By Margot Patrick
Barclays PLC on Thursday told staff to get ready for changes at
its investment bank as it becomes a smaller, more-focused entity to
adapt to tougher regulatory and economic conditions.
Barclays earlier Thursday said it would lay out plans on May 8
to improve returns at the unit in a presentation that will also
address the broader bank's structure and focus. A review of the
investment bank has been under way since last year and is expected
by analysts to result in Barclays pulling back in commodities and
some areas of fixed income.
In an internal memo to staff seen by The Wall Street Journal,
Chief Executive Antony Jenkins said the new plans will address the
business areas the bank should focus on, and how to simplify what
is now a sprawling organization operating in 50 countries across
retail banking, business lending, investment banking, credit cards
and wealth management.
"The future for Barclays will be as a strong, focused,
international bank. And the investment bank will continue to be a
part of that mix," Mr. Jenkins said.
"By early May I am confident that we will have...set a clear
course for the next stage of our journey to build a better Barclays
which can deliver sustainable returns and growth over the cycle,"
Mr. Jenkins said.
In a separate announcement Thursday, Barclays said current
investment banking co-heads Eric Bommensath and Tom King would turn
over some of their responsibilities to three of their deputies,
with Eric Felder becoming head of markets and Joe McGrath and
Richard Taylor to serve as co-heads of banking. Previously, Mr.
Bommensath had been in charge of markets and Mr. King had been head
of banking.

■ **Information given**:
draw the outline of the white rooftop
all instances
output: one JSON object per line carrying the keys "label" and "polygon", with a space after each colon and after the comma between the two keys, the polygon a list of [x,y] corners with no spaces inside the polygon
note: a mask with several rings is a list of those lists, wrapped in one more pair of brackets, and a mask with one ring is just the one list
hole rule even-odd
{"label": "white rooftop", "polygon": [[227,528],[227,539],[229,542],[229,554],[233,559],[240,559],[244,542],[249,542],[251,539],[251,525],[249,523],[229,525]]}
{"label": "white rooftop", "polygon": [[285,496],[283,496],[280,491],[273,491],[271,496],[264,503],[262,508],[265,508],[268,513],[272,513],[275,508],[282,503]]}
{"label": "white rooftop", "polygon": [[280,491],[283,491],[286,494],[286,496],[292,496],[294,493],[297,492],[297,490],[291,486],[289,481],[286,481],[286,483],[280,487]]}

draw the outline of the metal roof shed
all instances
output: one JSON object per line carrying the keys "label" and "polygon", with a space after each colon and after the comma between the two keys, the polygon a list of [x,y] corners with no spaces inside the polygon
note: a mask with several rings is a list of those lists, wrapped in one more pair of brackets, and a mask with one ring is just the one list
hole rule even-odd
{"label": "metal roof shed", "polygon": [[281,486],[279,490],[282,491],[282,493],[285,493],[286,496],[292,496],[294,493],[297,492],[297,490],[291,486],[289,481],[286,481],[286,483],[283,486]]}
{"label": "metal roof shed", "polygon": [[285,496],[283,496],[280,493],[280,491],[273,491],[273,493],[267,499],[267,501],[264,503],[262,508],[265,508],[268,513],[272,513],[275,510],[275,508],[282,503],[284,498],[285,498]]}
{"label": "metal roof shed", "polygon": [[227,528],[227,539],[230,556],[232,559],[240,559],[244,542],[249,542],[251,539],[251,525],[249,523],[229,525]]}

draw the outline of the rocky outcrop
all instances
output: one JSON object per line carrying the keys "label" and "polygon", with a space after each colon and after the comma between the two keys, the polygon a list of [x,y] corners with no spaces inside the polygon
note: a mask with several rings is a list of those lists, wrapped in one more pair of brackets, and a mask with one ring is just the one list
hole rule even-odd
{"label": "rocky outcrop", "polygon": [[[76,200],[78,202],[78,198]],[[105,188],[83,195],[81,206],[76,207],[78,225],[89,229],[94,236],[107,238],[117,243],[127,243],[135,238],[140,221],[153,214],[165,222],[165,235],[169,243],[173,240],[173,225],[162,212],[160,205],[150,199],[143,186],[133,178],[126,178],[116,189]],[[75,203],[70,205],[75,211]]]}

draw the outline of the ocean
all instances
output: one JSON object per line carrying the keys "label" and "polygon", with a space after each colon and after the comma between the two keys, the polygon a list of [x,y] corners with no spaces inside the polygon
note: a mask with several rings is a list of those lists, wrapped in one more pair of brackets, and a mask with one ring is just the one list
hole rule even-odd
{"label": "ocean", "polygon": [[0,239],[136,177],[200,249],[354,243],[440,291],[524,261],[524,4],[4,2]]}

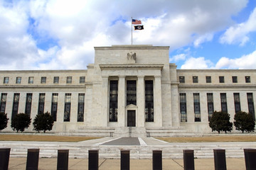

■ **Written request**:
Transcribe a passage of the Barclays article word for word, starting at "By Margot Patrick" and ending after "of fixed income.". Nothing in the data matters here.

■ **Correct result**:
By Margot Patrick
Barclays PLC on Thursday told staff to get ready for changes at
its investment bank as it becomes a smaller, more-focused entity to
adapt to tougher regulatory and economic conditions.
Barclays earlier Thursday said it would lay out plans on May 8
to improve returns at the unit in a presentation that will also
address the broader bank's structure and focus. A review of the
investment bank has been under way since last year and is expected
by analysts to result in Barclays pulling back in commodities and
some areas of fixed income.